>> begin

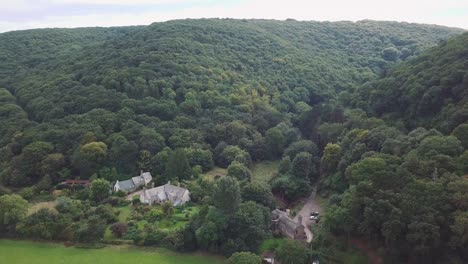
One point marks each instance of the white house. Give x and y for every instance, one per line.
x=175, y=194
x=134, y=183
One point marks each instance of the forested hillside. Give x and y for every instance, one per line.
x=430, y=90
x=368, y=111
x=179, y=84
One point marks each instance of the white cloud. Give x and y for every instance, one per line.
x=123, y=2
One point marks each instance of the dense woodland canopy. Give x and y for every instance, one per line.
x=367, y=110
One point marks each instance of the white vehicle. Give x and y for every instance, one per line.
x=315, y=216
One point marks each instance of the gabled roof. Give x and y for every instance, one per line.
x=147, y=177
x=126, y=185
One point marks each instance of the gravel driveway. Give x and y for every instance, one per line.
x=310, y=206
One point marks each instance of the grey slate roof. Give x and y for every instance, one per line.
x=127, y=185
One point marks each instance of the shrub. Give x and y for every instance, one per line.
x=119, y=229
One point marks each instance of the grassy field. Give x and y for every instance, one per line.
x=38, y=206
x=25, y=252
x=262, y=172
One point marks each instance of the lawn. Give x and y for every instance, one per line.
x=263, y=172
x=19, y=252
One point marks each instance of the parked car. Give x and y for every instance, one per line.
x=315, y=216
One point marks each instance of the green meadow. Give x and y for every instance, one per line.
x=19, y=252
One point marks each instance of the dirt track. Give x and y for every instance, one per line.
x=310, y=206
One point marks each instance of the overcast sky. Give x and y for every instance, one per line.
x=26, y=14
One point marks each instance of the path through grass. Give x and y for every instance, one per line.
x=264, y=171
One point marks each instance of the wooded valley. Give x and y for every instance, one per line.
x=374, y=114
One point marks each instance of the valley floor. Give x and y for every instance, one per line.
x=19, y=252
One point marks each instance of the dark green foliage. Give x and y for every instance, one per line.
x=428, y=90
x=13, y=209
x=292, y=252
x=100, y=189
x=119, y=229
x=239, y=171
x=182, y=96
x=226, y=195
x=87, y=99
x=258, y=193
x=244, y=258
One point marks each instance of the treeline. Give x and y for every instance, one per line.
x=394, y=184
x=79, y=102
x=428, y=91
x=180, y=97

>> end

The exercise: Retype every row above word for word, leaving out the pictures.

Exercise response:
One point marks each instance of the white house. Give x and y for every instance, one per line.
x=175, y=194
x=134, y=183
One point marks each instance of the forested hillside. Give x and y for every instance, one per line.
x=430, y=90
x=368, y=111
x=179, y=84
One point marks each instance of the white cloud. Give x and y for every instance, one per line.
x=123, y=2
One point marks each instance of the dense woodland canopy. Give x and y for every instance, one per line.
x=367, y=110
One point marks each instance of the white vehicle. Give x and y for every instance, one per line.
x=315, y=216
One point marks each instance of the gabled roof. Give x and y for every instance, one per line.
x=147, y=177
x=126, y=185
One point marks each instance of the gravel driveway. Give x and y for every instance, one per line.
x=310, y=206
One point marks each instance of the grey slate roof. Give x and y for every instance, one per line.
x=127, y=185
One point marks each instance of the shrub. Give x and y for every instance, one per line.
x=119, y=229
One point marks each instance of the grassy field. Give x and y for every instance, one per line.
x=38, y=206
x=25, y=252
x=262, y=172
One point marks each instance of the lawn. Give x and y for every instance, one per line.
x=263, y=172
x=19, y=252
One point marks each instance of the parked car. Give x and y for every instance, one per line.
x=315, y=216
One point marks each instance of the green meadow. Give x and y for every instance, one per line.
x=19, y=252
One point marks each instance of the dirt track. Give x and y for every instance, one per line.
x=310, y=206
One point marks each instance of the overcast sky. Give x and y for every instance, one per line.
x=26, y=14
One point marks each instance of the path through grass. Give x and y for every instance, one per line.
x=264, y=171
One point marks each instance of the wooded valley. Give x and y for every instance, one per line.
x=374, y=114
One point marks each instance of the valley floor. Give x and y for every instance, one per line.
x=19, y=252
One point marks each instance of the dark green foliage. Give x and y for every instance, one per line.
x=428, y=90
x=13, y=209
x=292, y=252
x=100, y=189
x=119, y=229
x=239, y=171
x=182, y=96
x=226, y=195
x=87, y=99
x=258, y=193
x=244, y=258
One point marks each instance of the treeline. Give x and y for every instance, one per line.
x=394, y=184
x=79, y=102
x=428, y=91
x=180, y=97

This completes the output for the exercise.